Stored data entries

=====

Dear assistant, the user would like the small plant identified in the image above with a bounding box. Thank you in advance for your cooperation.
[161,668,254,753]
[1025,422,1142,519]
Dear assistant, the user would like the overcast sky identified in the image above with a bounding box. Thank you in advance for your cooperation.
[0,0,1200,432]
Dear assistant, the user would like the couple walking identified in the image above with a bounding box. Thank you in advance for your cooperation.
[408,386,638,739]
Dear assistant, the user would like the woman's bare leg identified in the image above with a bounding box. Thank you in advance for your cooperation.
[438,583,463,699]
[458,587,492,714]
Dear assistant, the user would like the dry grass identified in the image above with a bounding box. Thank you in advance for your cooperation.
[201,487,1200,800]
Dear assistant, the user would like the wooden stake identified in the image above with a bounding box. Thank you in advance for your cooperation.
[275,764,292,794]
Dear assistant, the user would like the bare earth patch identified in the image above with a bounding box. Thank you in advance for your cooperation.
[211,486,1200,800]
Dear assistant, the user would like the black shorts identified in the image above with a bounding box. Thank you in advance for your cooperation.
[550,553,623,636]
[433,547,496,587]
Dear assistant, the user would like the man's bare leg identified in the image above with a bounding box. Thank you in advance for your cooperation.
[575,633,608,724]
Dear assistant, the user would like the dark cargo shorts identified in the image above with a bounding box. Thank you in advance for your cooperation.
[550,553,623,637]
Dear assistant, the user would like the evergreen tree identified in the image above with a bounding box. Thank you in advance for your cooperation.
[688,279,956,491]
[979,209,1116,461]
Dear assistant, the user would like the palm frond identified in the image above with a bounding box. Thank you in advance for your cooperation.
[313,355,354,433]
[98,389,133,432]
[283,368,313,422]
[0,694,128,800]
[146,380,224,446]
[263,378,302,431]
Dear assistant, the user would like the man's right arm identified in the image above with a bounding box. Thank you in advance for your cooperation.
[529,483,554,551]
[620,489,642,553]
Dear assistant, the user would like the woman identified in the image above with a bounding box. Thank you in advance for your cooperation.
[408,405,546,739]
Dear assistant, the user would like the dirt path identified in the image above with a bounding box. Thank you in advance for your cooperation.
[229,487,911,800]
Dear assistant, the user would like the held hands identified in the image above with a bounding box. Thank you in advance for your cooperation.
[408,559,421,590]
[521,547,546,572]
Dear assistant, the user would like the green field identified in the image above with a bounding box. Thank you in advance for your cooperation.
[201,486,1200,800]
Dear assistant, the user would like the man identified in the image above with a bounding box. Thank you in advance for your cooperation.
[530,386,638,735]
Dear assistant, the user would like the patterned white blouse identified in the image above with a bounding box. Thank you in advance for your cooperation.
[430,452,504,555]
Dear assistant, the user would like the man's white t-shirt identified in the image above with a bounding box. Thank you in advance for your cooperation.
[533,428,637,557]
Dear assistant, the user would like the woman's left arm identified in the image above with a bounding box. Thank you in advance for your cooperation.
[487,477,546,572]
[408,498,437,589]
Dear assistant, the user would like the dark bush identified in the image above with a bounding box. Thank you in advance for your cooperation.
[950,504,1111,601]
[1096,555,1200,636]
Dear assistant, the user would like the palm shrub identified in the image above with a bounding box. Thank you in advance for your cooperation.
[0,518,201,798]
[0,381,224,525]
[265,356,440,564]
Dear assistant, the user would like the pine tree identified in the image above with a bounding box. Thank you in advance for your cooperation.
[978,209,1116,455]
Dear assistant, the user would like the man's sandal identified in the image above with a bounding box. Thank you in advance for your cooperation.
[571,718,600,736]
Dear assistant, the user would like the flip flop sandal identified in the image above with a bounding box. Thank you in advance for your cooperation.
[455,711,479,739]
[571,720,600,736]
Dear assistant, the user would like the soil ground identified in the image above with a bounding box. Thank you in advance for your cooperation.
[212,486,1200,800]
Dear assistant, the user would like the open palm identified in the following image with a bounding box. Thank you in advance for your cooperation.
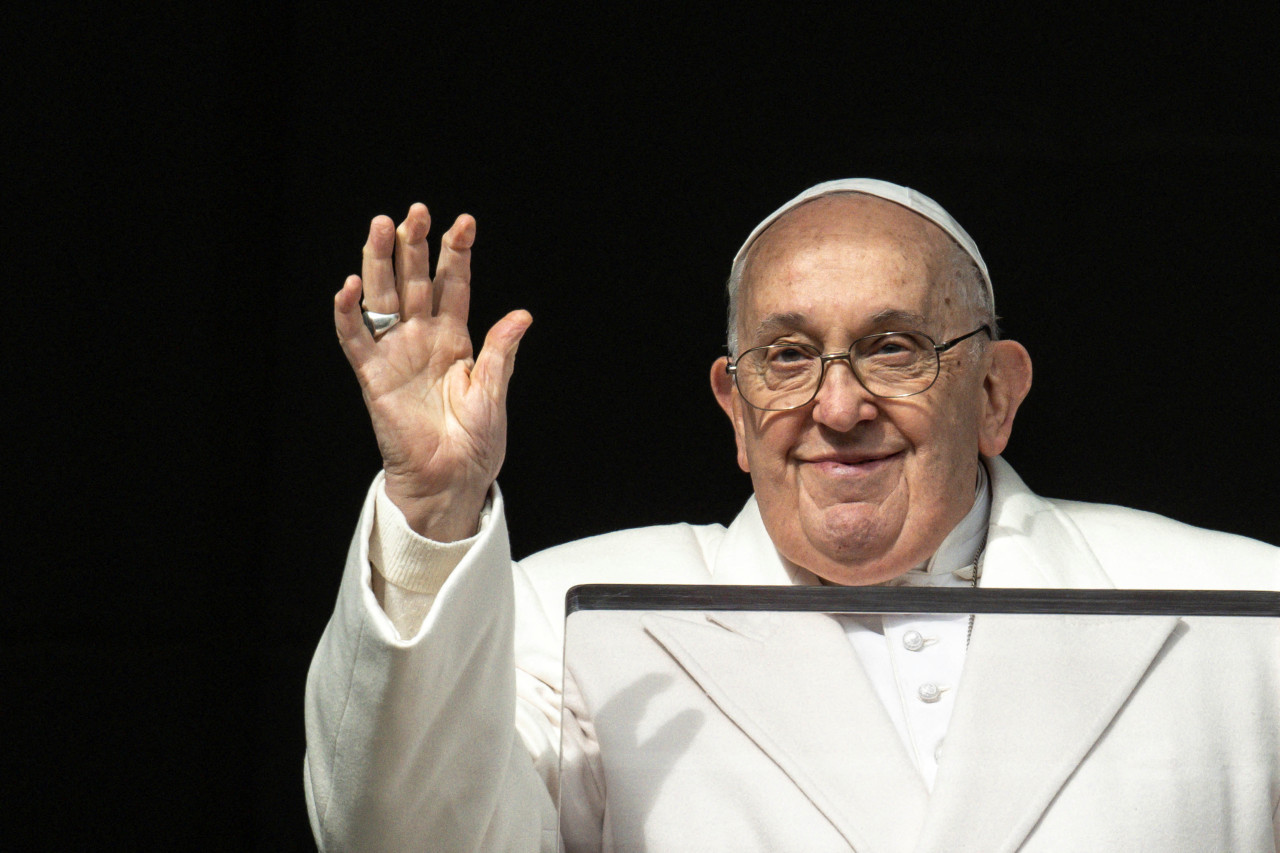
[334,204,532,542]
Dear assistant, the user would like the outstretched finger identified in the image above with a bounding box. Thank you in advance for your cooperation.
[433,214,476,324]
[396,202,431,320]
[360,216,399,314]
[471,309,534,403]
[333,275,376,368]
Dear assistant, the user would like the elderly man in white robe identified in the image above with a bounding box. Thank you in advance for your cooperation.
[305,179,1280,850]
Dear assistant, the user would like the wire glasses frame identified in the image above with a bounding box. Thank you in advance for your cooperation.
[724,323,993,411]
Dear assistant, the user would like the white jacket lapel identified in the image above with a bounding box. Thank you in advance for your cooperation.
[918,459,1178,853]
[643,612,927,850]
[712,494,819,587]
[918,615,1178,853]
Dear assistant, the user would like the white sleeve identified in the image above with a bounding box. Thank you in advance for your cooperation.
[305,473,559,852]
[369,474,493,638]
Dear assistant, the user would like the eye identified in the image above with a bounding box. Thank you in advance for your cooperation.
[858,332,927,364]
[768,345,813,365]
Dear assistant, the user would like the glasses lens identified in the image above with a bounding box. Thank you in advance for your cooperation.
[854,332,938,397]
[737,345,822,409]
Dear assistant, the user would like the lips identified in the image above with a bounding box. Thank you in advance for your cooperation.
[800,451,902,480]
[800,451,902,467]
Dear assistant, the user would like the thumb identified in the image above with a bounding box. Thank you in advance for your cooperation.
[471,309,534,402]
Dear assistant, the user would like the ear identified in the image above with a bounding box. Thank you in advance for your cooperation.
[978,341,1032,456]
[712,356,751,474]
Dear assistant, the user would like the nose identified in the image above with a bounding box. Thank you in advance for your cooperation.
[813,357,877,433]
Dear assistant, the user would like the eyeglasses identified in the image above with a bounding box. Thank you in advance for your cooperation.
[724,324,991,411]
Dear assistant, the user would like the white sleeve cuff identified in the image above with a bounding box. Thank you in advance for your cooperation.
[369,479,493,596]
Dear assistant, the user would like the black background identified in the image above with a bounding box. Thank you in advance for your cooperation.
[0,4,1280,850]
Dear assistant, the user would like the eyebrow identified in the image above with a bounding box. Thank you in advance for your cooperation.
[749,309,927,341]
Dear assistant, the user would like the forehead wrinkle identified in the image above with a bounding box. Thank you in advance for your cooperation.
[748,309,928,341]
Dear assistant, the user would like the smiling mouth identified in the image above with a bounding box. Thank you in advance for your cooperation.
[804,451,902,476]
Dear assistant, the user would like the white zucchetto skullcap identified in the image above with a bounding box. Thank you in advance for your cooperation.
[733,178,996,311]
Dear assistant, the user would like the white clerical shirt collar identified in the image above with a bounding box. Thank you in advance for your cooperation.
[881,460,991,587]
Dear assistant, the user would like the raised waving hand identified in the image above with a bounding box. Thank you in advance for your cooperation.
[334,204,532,542]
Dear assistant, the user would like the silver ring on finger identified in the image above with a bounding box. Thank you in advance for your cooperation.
[360,311,399,338]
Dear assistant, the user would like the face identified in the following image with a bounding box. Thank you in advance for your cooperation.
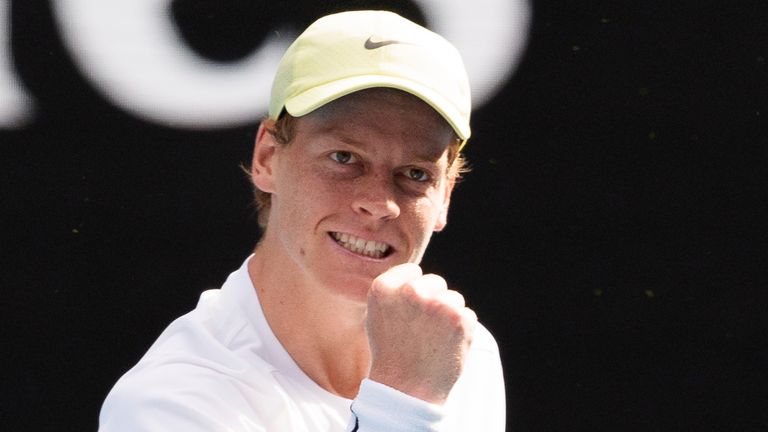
[253,90,454,301]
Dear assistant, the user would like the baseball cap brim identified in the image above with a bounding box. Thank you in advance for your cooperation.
[285,75,471,141]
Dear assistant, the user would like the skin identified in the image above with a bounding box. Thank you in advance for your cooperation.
[249,90,476,404]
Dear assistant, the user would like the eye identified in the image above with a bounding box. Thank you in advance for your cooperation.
[406,168,430,182]
[329,151,355,165]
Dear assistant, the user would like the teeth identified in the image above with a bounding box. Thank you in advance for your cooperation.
[331,232,389,258]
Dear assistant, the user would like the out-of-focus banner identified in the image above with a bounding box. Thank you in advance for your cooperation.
[0,0,531,129]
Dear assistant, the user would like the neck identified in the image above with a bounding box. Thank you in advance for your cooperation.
[248,243,370,399]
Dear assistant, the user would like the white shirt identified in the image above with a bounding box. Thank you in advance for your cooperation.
[99,260,506,432]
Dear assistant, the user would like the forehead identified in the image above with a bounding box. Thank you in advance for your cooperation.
[299,88,458,152]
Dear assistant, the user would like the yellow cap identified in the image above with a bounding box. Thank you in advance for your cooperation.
[269,11,472,141]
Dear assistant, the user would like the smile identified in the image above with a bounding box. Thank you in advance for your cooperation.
[331,232,392,258]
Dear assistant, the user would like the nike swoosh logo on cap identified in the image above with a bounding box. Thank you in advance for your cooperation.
[363,36,404,49]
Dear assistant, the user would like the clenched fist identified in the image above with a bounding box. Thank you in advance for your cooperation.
[366,264,477,404]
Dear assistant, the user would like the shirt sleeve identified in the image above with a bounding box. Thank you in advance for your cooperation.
[347,379,445,432]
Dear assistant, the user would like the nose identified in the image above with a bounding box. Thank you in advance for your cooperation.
[352,175,400,220]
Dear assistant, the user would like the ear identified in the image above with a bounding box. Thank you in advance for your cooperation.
[435,178,456,232]
[251,119,279,193]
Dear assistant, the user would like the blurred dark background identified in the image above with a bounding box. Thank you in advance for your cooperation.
[0,0,768,432]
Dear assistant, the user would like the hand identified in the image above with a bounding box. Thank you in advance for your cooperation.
[366,264,477,404]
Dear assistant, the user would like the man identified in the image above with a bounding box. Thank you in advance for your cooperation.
[100,11,505,432]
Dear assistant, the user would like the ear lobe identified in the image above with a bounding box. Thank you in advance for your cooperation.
[251,120,278,193]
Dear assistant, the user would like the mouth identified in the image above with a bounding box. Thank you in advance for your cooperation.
[330,232,392,259]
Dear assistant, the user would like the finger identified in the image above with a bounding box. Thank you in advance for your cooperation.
[409,273,448,297]
[440,290,466,311]
[371,263,422,289]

=====

# [Problem to work on]
Format the listing from its first line through the line with "[275,764,292,794]" as a two-column CSV headed request and answer, with one row per request. Put each field in quotes and change any line breaks in it to spaces.

# [Complete answer]
request,answer
"Dear assistant, the user would like the small plant identified in the image above with a bounding box. Thank you in advance for your cooperation.","[161,668,254,753] [1025,422,1142,519]"
"Dear assistant, the user would like the overcast sky identified in the image above with a bounding box. Thank you in advance for your cooperation.","[0,0,1200,432]"
"Dear assistant, the user would like the couple walking identified in the image above with a bounding box. Thank you in advance for your cooperation.","[408,386,638,739]"
"Dear assistant, the user would like the woman's bare leg identified in the image above with a bounding box. Thank you in advance for your cooperation.","[438,583,463,699] [458,587,492,714]"
"Dear assistant, the user would like the dry grass identified in the image above with a bounding box. Thank you in advance for your cooperation.","[201,487,1200,800]"
"Dear assistant, the user would like the wooden stake identified in the image above with a bounding box. Thank you in advance for your cooperation.","[275,764,292,794]"